## Task data:
***

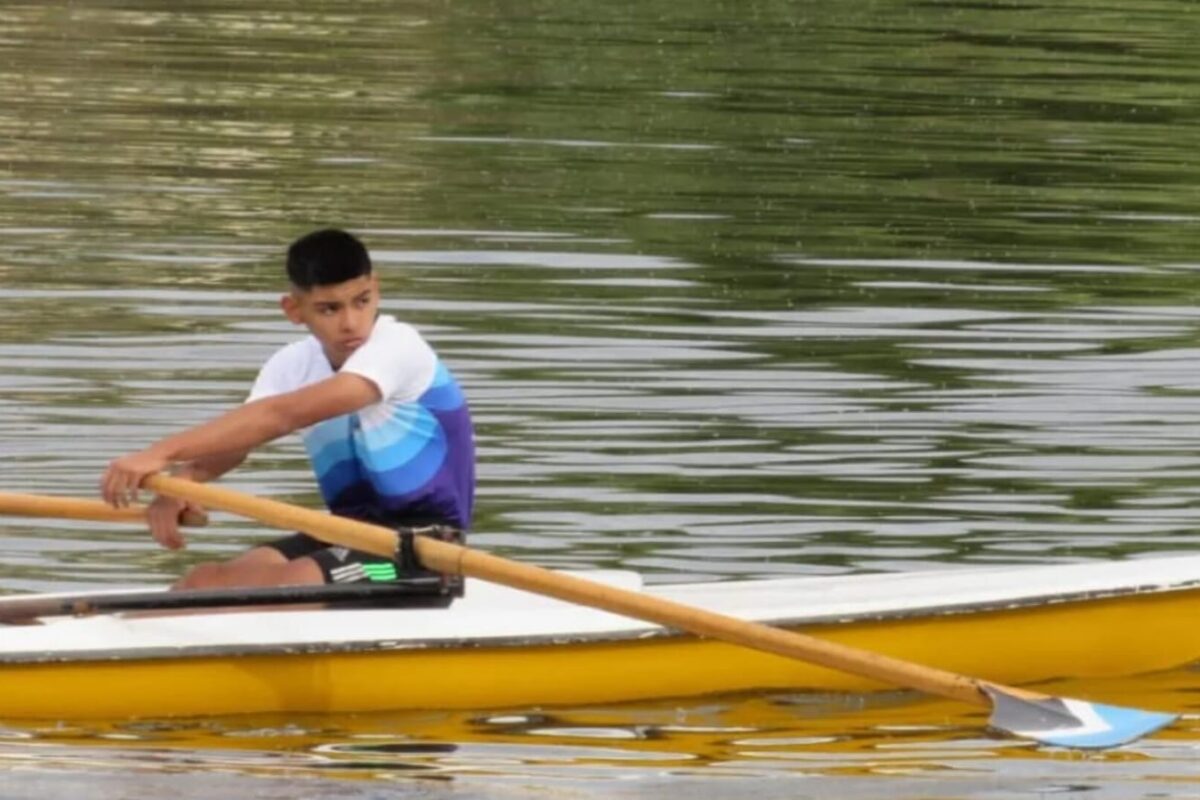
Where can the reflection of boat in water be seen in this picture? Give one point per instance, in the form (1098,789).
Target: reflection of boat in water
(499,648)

***

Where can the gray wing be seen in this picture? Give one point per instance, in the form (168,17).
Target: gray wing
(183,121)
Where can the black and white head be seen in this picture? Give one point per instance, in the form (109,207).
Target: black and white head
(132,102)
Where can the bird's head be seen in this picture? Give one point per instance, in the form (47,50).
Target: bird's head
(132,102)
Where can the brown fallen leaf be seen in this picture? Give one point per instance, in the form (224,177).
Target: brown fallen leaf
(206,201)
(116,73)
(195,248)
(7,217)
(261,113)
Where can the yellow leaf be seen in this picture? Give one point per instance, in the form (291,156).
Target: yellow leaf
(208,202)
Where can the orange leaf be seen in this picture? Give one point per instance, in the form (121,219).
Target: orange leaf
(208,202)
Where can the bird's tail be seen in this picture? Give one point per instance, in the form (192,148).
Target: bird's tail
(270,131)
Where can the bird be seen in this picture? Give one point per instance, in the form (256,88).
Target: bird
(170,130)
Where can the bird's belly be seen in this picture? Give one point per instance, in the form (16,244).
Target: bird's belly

***

## What is expected:
Write down again, exactly as given, only the lines above that fall from the line with "Target: gray wing" to the line with "Target: bird's belly", inclusive.

## Output of the task:
Target: gray wing
(183,121)
Where can the black and white head be seen in this picture? Give one point per instance, in the form (109,207).
Target: black and white head
(132,102)
Where can the bird's head be seen in this picture? Give one point per instance, in the form (47,50).
Target: bird's head
(132,102)
Where can the brown fallen leaf be seen in this picture? Give one point per instance, in the form (224,177).
Target: brown fallen leaf
(206,201)
(116,73)
(195,248)
(7,217)
(261,113)
Where can the yellow leaf be seen in this picture? Give one point per instance, in the form (291,156).
Target: yellow leaf
(208,202)
Where can the orange leaf be seen in this picture? Give one point per instance, in the form (121,219).
Target: orange leaf
(208,202)
Where can the bird's tail be seen in this picture? Give one point per instance, in the form (192,148).
Target: bird's tail
(270,131)
Where can the bird be seen in this picture? Give one point per instance, in the form (256,88).
Target: bird
(170,130)
Where can the bird's belly be seen in this picture? Give one point per instance, in the form (16,244).
Target: bird's belly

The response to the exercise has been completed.